> TASK DIRECTIONS
Retyping the entire listing exactly is the task.
┏━━
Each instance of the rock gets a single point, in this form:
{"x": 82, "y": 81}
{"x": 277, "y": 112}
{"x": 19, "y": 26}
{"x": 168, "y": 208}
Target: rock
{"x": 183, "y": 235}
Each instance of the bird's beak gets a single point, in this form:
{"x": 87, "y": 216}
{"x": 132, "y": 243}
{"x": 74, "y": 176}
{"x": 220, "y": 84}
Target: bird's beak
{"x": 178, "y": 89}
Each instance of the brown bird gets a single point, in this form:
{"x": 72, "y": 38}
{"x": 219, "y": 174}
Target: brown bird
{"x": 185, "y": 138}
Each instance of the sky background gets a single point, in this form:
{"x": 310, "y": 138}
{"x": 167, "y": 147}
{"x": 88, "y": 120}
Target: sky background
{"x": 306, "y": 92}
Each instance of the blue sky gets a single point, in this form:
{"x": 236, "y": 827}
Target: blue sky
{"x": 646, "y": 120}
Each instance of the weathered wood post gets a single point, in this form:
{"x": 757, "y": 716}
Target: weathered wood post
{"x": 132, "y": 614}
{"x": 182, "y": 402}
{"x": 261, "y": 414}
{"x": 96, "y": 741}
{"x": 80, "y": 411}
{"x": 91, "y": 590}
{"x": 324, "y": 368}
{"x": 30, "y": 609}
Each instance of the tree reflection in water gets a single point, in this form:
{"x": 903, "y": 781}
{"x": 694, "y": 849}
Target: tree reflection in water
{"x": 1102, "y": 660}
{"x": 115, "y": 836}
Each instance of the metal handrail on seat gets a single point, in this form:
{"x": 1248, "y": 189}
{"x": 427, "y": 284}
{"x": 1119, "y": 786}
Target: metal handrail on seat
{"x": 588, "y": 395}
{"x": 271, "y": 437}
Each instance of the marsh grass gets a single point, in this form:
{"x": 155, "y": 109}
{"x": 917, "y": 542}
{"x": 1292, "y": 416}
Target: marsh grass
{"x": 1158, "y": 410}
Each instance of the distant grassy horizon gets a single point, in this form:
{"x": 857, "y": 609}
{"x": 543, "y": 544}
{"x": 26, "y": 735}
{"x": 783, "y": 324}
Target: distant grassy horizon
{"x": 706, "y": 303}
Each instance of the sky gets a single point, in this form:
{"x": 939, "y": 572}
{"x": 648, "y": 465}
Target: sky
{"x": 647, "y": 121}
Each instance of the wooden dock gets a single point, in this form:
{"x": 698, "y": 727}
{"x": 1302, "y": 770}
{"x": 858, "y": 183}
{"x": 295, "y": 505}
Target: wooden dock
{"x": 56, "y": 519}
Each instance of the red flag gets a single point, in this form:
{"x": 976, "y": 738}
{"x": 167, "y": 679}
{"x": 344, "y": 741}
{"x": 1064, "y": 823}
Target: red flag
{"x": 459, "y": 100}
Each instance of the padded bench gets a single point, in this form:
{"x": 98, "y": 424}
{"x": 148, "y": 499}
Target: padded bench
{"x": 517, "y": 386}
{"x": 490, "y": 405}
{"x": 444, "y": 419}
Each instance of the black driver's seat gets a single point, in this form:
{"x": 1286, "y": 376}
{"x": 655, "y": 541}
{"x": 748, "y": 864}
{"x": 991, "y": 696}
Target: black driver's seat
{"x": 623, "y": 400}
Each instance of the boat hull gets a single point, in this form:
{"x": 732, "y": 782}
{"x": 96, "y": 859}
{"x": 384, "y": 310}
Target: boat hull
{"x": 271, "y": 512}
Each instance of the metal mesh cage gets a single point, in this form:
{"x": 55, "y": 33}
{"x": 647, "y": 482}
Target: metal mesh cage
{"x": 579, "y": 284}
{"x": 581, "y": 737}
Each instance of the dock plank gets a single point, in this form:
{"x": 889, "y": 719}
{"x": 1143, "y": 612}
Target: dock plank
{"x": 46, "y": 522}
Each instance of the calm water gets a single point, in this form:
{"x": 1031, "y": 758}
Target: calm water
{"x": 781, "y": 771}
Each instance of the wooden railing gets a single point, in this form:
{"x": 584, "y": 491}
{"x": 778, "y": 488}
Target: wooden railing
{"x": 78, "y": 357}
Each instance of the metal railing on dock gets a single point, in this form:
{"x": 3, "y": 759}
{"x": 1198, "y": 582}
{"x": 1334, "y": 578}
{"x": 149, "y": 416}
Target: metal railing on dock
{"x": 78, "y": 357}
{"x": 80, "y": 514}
┗━━
> REPLY
Each instance of the rock gets a single point, in this form:
{"x": 82, "y": 81}
{"x": 277, "y": 112}
{"x": 19, "y": 26}
{"x": 168, "y": 208}
Target: rock
{"x": 183, "y": 235}
Each instance of the bird's beak gets a single point, in this form:
{"x": 87, "y": 216}
{"x": 132, "y": 243}
{"x": 74, "y": 176}
{"x": 220, "y": 84}
Target: bird's beak
{"x": 178, "y": 89}
Each instance of the brown bird gets a single point, in this form:
{"x": 72, "y": 38}
{"x": 219, "y": 174}
Target: brown bird
{"x": 185, "y": 138}
Each instance of the sky background gets a single point, in this form:
{"x": 310, "y": 138}
{"x": 167, "y": 147}
{"x": 88, "y": 120}
Target: sky background
{"x": 306, "y": 92}
Each instance of the blue sky gets a single point, in this form:
{"x": 236, "y": 827}
Target: blue sky
{"x": 646, "y": 120}
Each instance of the weathered wood post gets a single point, in this form:
{"x": 757, "y": 716}
Target: weathered wood post
{"x": 132, "y": 614}
{"x": 182, "y": 402}
{"x": 261, "y": 414}
{"x": 96, "y": 741}
{"x": 80, "y": 411}
{"x": 91, "y": 590}
{"x": 324, "y": 368}
{"x": 30, "y": 609}
Each instance of the tree reflection in water gets a single point, in this form:
{"x": 903, "y": 781}
{"x": 694, "y": 849}
Target: tree reflection in water
{"x": 1102, "y": 660}
{"x": 115, "y": 836}
Each instance of the metal handrail on seat gets a single point, in this form:
{"x": 1248, "y": 189}
{"x": 427, "y": 284}
{"x": 1119, "y": 786}
Target: metal handrail on seat
{"x": 588, "y": 395}
{"x": 271, "y": 437}
Each instance of the marsh grass gets a single point, in this form:
{"x": 155, "y": 109}
{"x": 917, "y": 542}
{"x": 1292, "y": 416}
Target: marsh grass
{"x": 1158, "y": 410}
Each instance of the distant grassy horizon gets a single point, in this form:
{"x": 857, "y": 609}
{"x": 543, "y": 544}
{"x": 26, "y": 735}
{"x": 783, "y": 324}
Target: distant grassy horizon
{"x": 706, "y": 303}
Each instance of the sky gets a single point, in this form:
{"x": 939, "y": 572}
{"x": 648, "y": 465}
Target: sky
{"x": 647, "y": 121}
Each instance of the wooden dock gets a single point, in this form:
{"x": 698, "y": 727}
{"x": 1302, "y": 770}
{"x": 858, "y": 183}
{"x": 295, "y": 505}
Target: wooden dock
{"x": 56, "y": 519}
Each instance of the red flag gets a single point, in this form:
{"x": 976, "y": 738}
{"x": 167, "y": 679}
{"x": 344, "y": 741}
{"x": 1064, "y": 823}
Target: red flag
{"x": 459, "y": 100}
Each instance of the padded bench gets a single point, in this form:
{"x": 98, "y": 424}
{"x": 148, "y": 499}
Target: padded bench
{"x": 517, "y": 386}
{"x": 490, "y": 405}
{"x": 444, "y": 419}
Each instance of the black driver's seat gets a single point, in this form:
{"x": 1286, "y": 376}
{"x": 655, "y": 541}
{"x": 748, "y": 864}
{"x": 991, "y": 696}
Target: black driver's seat
{"x": 623, "y": 400}
Each instance of the boat hull gets a single point, in this form:
{"x": 732, "y": 782}
{"x": 96, "y": 859}
{"x": 384, "y": 310}
Target: boat hull
{"x": 271, "y": 512}
Each instance of the metal mesh cage gets a single point, in this form:
{"x": 55, "y": 33}
{"x": 647, "y": 482}
Target: metal mesh cage
{"x": 579, "y": 284}
{"x": 581, "y": 737}
Each instance of the dock plank gets a single point, in this form:
{"x": 889, "y": 719}
{"x": 1143, "y": 612}
Target: dock plank
{"x": 46, "y": 522}
Each instance of the calm water gets a single point, in this form:
{"x": 1031, "y": 758}
Target: calm water
{"x": 781, "y": 771}
Each instance of the wooden railing gets a single point, in this form:
{"x": 584, "y": 491}
{"x": 778, "y": 488}
Target: wooden railing
{"x": 78, "y": 357}
Each instance of the metal railing on dock gets a single point, in this form:
{"x": 3, "y": 759}
{"x": 1198, "y": 582}
{"x": 1334, "y": 578}
{"x": 149, "y": 416}
Target: metal railing on dock
{"x": 78, "y": 357}
{"x": 80, "y": 514}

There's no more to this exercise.